* **Extracted entries**:
--- START ---

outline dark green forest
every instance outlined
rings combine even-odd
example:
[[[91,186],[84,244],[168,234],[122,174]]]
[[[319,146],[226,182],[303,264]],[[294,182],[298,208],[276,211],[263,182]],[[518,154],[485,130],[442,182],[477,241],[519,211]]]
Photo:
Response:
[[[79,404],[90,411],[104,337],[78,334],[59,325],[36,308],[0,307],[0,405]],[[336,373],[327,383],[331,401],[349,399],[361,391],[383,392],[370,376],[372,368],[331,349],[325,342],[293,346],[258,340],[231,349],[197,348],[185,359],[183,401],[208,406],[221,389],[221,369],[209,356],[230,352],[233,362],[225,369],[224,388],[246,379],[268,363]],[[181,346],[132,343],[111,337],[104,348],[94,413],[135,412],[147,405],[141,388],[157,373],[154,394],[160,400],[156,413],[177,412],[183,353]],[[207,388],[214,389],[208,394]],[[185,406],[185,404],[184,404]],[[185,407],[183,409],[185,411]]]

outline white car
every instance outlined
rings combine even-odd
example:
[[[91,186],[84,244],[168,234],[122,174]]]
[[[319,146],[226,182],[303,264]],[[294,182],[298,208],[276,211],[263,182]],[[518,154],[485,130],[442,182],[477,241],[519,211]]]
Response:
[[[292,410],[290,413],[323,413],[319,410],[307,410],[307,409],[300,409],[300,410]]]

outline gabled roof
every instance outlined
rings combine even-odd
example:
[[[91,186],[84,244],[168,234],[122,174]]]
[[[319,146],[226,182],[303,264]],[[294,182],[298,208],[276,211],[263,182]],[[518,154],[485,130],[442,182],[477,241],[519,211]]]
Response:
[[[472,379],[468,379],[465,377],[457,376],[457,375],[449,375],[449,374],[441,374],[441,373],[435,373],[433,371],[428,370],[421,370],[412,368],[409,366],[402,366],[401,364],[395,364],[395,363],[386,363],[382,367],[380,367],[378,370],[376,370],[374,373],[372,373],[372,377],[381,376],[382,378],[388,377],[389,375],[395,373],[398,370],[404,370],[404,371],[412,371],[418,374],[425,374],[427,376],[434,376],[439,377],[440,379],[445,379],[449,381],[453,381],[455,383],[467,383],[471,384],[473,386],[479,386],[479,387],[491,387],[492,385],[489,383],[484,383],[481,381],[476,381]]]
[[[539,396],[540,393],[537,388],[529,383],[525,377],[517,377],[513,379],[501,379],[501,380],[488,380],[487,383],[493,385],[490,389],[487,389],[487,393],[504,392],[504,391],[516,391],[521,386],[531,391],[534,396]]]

--- END ---

* **Required work**:
In full and exactly, transcribe the material above.

* **Result**:
outline dark green forest
every instance outlined
rings combine even-odd
example:
[[[91,186],[84,244],[168,234],[122,174]]]
[[[319,146],[226,182],[303,264]],[[294,182],[298,208],[276,211],[263,182]],[[518,154],[485,130],[442,182],[477,241],[519,211]]]
Photo:
Response:
[[[79,404],[90,411],[104,337],[78,334],[59,325],[36,308],[0,307],[0,405]],[[336,373],[327,383],[331,401],[349,399],[361,391],[383,392],[370,376],[372,368],[331,349],[325,342],[293,346],[258,340],[231,349],[197,348],[185,359],[183,401],[208,406],[221,389],[221,369],[209,356],[230,352],[233,362],[225,369],[224,388],[246,379],[268,363]],[[181,346],[132,343],[111,337],[104,348],[94,413],[135,412],[147,405],[141,388],[157,373],[154,394],[160,400],[156,413],[177,412],[183,353]],[[207,388],[214,389],[208,394]],[[185,406],[185,404],[184,404]],[[185,407],[183,409],[185,411]]]

outline white car
every instance outlined
rings combine even-odd
example:
[[[91,186],[84,244],[168,234],[122,174]]]
[[[319,146],[226,182],[303,264]],[[294,182],[298,208],[276,211],[263,182]],[[518,154],[485,130],[442,182],[477,241],[519,211]]]
Response:
[[[292,410],[290,413],[323,413],[319,410],[307,410],[307,409],[300,409],[300,410]]]

outline gabled roof
every instance outlined
rings combine even-odd
example:
[[[91,186],[84,244],[168,234],[122,174]]]
[[[319,146],[226,182],[303,264]],[[294,182],[298,208],[276,211],[263,182]],[[518,154],[485,130],[442,182],[477,241],[519,211]]]
Response:
[[[472,379],[468,379],[465,377],[457,376],[457,375],[449,375],[449,374],[441,374],[441,373],[435,373],[433,371],[428,370],[421,370],[412,368],[409,366],[402,366],[401,364],[395,364],[395,363],[386,363],[382,367],[380,367],[378,370],[376,370],[374,373],[372,373],[372,377],[381,376],[382,378],[388,377],[389,375],[395,373],[398,370],[404,370],[404,371],[412,371],[418,374],[425,374],[427,376],[434,376],[439,377],[440,379],[445,379],[449,381],[453,381],[455,383],[467,383],[471,384],[473,386],[479,386],[479,387],[491,387],[492,385],[489,383],[484,383],[481,381],[476,381]]]
[[[539,396],[540,393],[537,388],[529,383],[525,377],[517,377],[513,379],[501,379],[501,380],[488,380],[487,383],[493,385],[490,389],[487,389],[487,393],[504,392],[504,391],[516,391],[521,386],[531,391],[534,396]]]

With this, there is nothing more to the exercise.